*DATA SECTION*.
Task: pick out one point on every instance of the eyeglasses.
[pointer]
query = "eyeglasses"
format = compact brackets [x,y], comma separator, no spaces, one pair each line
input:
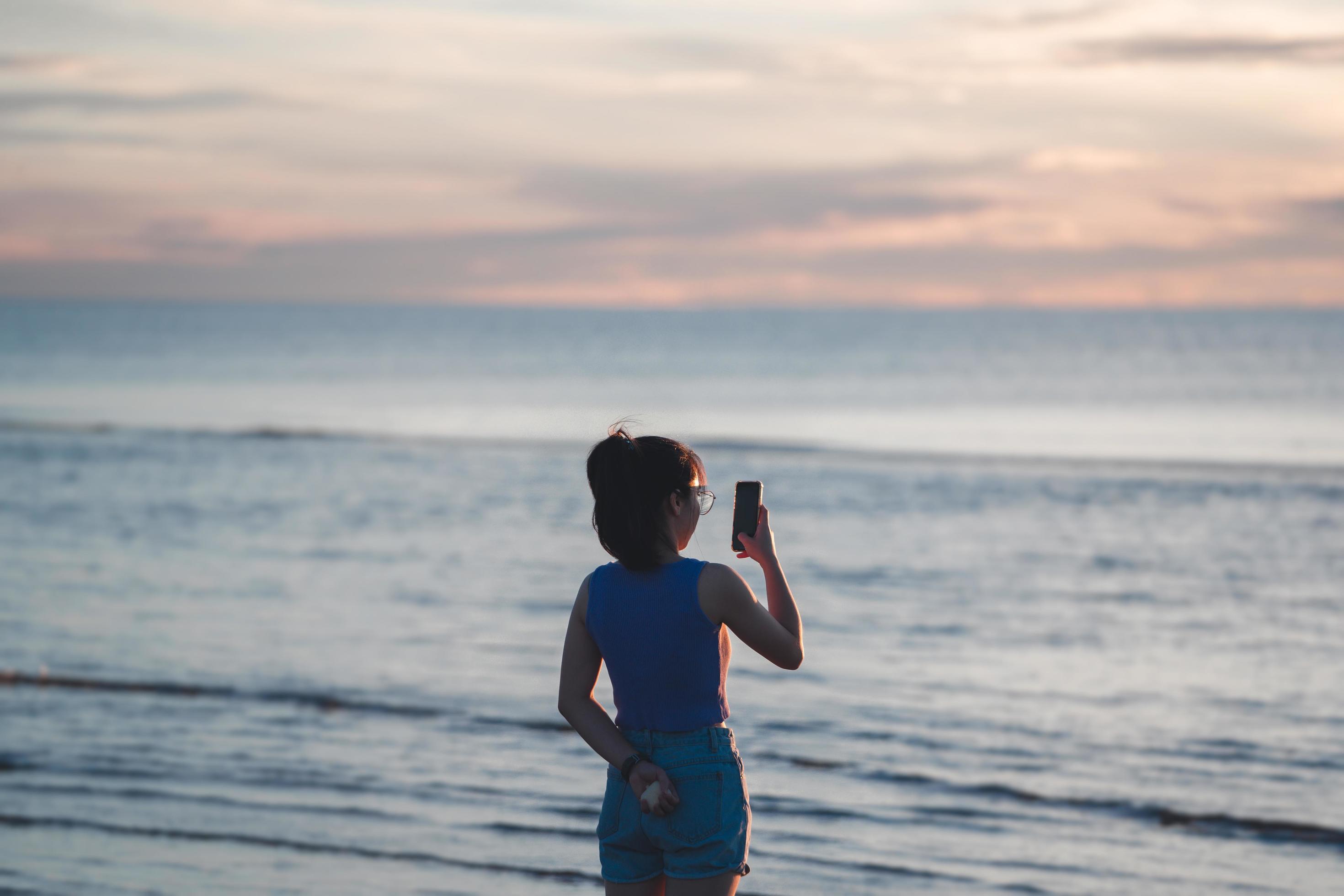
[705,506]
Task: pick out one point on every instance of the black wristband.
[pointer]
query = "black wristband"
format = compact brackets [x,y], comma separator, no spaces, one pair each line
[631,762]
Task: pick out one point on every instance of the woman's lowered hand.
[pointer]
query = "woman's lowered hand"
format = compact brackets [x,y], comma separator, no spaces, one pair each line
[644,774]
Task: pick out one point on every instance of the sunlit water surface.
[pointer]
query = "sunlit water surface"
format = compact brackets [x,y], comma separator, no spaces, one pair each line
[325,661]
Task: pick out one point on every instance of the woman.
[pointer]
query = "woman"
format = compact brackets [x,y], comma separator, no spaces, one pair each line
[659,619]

* * *

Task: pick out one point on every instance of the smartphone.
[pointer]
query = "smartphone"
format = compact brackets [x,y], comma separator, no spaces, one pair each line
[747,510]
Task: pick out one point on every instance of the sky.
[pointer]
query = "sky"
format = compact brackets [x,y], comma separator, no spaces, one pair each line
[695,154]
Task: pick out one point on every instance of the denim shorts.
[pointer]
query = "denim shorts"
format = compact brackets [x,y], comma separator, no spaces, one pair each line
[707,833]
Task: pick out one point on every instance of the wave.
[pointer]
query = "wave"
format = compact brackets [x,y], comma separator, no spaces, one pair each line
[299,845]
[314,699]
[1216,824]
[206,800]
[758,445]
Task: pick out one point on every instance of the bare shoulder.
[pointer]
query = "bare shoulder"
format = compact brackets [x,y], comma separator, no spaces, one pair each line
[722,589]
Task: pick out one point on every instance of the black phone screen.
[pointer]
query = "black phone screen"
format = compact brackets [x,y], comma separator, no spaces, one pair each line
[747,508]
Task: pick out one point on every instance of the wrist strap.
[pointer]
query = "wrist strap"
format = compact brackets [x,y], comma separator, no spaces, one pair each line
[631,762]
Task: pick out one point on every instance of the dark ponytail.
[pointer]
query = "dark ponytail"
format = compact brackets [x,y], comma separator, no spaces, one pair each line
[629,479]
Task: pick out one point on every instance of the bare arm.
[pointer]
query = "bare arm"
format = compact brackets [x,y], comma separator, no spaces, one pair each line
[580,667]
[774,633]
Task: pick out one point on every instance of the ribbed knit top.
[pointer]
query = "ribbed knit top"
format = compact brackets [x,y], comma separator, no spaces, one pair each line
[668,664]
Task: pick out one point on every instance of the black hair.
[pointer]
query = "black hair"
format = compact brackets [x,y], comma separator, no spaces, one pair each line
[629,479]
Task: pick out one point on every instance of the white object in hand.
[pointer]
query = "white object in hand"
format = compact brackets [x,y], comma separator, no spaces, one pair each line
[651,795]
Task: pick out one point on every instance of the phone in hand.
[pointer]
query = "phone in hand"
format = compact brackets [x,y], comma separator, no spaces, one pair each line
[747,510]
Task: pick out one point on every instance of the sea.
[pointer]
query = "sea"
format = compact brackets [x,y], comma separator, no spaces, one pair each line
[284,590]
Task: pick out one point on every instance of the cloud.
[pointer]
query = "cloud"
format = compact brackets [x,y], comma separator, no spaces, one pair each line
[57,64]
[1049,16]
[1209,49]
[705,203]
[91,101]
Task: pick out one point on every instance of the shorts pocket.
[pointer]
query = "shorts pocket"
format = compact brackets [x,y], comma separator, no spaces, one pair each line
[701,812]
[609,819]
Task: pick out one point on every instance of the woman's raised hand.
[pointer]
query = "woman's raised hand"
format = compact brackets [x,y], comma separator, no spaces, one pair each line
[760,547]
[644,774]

...

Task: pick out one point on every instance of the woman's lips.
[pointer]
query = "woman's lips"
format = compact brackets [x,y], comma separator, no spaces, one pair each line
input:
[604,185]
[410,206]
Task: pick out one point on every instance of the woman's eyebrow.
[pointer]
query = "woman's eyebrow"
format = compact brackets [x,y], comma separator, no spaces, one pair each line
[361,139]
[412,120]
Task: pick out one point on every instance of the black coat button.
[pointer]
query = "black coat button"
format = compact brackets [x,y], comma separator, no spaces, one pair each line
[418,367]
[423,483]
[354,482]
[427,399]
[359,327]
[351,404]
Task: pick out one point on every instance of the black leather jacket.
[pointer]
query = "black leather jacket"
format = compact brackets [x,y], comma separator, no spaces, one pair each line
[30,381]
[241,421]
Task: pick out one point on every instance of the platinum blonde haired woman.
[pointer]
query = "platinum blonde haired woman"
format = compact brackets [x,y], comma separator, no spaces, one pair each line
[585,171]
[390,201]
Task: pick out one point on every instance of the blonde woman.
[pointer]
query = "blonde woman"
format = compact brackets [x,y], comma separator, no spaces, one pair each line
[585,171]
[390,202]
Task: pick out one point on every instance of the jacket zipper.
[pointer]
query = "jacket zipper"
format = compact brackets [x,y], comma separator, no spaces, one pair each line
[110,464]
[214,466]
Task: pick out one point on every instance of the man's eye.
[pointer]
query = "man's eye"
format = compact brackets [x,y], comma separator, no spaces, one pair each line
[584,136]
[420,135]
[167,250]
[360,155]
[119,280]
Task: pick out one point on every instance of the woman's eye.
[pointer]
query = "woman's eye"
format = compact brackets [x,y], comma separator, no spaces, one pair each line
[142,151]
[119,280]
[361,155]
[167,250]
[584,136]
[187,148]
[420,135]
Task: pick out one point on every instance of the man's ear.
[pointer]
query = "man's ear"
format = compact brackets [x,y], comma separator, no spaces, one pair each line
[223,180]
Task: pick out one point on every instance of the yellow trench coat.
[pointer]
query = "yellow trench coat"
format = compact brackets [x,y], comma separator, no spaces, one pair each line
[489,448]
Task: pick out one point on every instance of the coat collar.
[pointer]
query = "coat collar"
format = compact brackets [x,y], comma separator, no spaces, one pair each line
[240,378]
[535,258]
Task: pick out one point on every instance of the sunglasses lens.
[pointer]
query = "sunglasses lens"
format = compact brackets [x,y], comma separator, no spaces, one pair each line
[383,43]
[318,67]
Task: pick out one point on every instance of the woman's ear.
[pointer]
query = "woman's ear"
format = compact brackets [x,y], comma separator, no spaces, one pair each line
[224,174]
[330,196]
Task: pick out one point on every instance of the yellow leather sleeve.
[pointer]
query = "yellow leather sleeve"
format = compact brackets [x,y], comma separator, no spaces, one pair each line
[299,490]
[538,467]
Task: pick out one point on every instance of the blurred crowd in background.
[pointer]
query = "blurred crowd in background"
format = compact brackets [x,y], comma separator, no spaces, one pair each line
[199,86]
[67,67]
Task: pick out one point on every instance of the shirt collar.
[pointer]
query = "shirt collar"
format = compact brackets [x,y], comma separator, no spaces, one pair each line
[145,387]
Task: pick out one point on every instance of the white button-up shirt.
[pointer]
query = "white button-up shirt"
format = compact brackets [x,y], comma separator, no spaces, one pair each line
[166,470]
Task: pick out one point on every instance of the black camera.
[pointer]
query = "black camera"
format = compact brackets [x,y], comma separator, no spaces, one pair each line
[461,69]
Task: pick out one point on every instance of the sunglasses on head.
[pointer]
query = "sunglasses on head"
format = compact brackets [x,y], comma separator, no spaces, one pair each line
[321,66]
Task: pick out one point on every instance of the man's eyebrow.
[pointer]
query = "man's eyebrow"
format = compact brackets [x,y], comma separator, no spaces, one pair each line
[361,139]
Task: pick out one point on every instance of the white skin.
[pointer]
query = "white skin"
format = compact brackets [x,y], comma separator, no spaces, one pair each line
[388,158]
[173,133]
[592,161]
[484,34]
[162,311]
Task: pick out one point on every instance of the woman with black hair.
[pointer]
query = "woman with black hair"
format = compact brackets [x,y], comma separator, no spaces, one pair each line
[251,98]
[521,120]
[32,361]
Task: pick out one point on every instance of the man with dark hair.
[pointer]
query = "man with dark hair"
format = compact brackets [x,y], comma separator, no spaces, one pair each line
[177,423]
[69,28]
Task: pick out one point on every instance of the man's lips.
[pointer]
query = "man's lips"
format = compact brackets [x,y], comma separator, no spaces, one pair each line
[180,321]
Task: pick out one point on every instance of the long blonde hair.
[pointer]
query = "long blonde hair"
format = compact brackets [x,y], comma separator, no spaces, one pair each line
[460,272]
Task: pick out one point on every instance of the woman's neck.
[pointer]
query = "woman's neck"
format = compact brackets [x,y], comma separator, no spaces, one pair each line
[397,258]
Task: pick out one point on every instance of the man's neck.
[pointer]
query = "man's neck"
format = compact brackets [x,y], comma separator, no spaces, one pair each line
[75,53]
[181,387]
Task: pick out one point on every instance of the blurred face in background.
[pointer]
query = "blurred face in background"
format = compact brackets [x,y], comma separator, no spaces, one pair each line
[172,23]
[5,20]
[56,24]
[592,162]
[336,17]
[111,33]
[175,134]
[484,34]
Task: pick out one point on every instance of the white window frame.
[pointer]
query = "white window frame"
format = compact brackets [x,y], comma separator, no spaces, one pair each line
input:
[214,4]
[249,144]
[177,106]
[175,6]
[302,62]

*WORK TASK*. Copy every line above that includes the string "raised".

*WRITTEN REPLY*.
Task: pick out one point on every instance of the woman's raised hand.
query = "woman's raised hand"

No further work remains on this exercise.